#### Page excerpt

Why do people use multiple pharmacies?
There are numerous reasons why people use more than one pharmacy. Having access to multiple pharmacies can help people save money on prescriptions (either out of pocket or through insurance) make picking up their medication more convenient, or even give them the option of extended pharmacy hours when needed.
Although people may see some benefits in using multiple pharmacies, the risks should be discussed with their primary care physician. This article will highlight just two of the risks involved with using more than one pharmacy and a tip for managing this process if required.
Unknown drug interactions
Pharmacies often do not communicate with one another, creating a lack of insight into any other medications you may be taking. If you are prescribed multiple medications by different physicians, there could be dangerous interactions taking certain medicines at the same time.
Issues with medication management
Using multiple pharmacies also can lead to confusion in when and where medications need to be refilled. Some pharmacies may offer free delivery, while others require to pick up. Filling two or more prescriptions at different locations can make managing logistics an overwhelming task. Growing confusion in medication management can lead to missing refills on essential prescriptions, causing increased health risks.
How to manage multiple pharmacies
If using multiple pharmacies is a must, aim to have open communication with each pharmacy so they understand the breadth of medications being taken. Communicating medication lists with core pharmacies, as well as any over-the-counter (OTC) medications you are taking, is an important and easy way to ensure there are no major drug interactions between the medications prescribed. As always, keeping primary care physicians informed is essential in mitigating additional risks.

########

▶ [What you need to do]
Answer these from the article on using multiple pharmacies:
1. How many risks does the article say it will highlight?
2. According to the section on drug interactions, what do pharmacies often fail to do?
3. Along with medication lists, what should be shared with core pharmacies?

#### Data listing

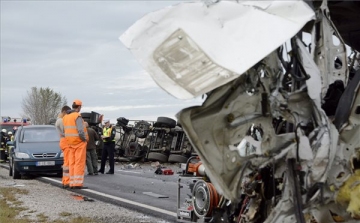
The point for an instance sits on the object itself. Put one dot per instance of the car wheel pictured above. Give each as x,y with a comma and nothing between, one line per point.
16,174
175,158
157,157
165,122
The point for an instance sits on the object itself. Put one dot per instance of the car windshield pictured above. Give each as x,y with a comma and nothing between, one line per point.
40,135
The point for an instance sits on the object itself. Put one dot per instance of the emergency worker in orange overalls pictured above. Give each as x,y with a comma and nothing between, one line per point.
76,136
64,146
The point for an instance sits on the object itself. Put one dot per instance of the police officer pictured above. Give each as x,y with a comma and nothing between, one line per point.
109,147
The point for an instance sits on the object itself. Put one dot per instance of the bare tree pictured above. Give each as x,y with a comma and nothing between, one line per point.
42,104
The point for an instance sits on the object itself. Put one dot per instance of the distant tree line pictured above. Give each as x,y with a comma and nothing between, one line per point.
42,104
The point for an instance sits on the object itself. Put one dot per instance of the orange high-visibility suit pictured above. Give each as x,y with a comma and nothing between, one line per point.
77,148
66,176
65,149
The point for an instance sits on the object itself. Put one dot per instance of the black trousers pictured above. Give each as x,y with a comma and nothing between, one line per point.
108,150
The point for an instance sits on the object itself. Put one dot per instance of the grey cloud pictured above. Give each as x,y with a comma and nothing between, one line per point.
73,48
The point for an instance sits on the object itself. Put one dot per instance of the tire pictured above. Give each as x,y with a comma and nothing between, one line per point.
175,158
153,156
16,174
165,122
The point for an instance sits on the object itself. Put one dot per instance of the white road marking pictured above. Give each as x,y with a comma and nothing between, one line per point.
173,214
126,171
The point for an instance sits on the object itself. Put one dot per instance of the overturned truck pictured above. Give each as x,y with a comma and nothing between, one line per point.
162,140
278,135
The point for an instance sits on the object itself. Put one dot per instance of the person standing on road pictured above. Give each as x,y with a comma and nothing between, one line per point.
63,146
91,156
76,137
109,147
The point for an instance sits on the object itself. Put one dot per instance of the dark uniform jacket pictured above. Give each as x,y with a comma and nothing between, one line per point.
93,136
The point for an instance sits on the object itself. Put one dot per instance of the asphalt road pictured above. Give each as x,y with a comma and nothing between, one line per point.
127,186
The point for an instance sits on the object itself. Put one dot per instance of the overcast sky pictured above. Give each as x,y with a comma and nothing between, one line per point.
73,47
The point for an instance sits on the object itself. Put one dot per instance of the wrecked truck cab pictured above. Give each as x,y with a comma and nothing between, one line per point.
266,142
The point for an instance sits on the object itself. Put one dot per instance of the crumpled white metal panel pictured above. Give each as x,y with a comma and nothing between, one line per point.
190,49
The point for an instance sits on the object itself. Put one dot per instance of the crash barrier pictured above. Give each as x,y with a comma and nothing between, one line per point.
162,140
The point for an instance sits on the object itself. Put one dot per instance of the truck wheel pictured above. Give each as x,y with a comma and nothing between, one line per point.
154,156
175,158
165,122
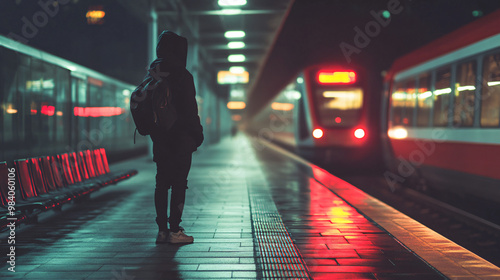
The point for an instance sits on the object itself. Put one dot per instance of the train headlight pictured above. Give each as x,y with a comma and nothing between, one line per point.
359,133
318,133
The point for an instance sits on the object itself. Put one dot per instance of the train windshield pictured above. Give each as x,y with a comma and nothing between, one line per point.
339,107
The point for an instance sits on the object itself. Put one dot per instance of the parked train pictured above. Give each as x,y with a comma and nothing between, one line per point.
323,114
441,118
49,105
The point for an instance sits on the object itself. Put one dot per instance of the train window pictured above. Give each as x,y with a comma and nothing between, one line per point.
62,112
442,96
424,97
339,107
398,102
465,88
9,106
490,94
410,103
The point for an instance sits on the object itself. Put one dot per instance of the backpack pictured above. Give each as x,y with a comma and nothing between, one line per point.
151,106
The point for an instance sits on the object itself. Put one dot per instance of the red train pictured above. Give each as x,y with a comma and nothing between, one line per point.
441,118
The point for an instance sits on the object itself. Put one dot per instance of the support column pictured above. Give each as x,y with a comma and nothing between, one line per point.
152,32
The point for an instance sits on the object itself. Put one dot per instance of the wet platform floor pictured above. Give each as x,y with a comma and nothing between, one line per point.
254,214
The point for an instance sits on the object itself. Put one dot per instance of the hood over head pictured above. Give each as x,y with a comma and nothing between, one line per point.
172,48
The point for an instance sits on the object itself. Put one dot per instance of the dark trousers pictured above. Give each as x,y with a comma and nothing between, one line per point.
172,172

########

▶ [Written response]
1. Two
2. Communicate with one another
3. Any over-the-counter (OTC) medications being taken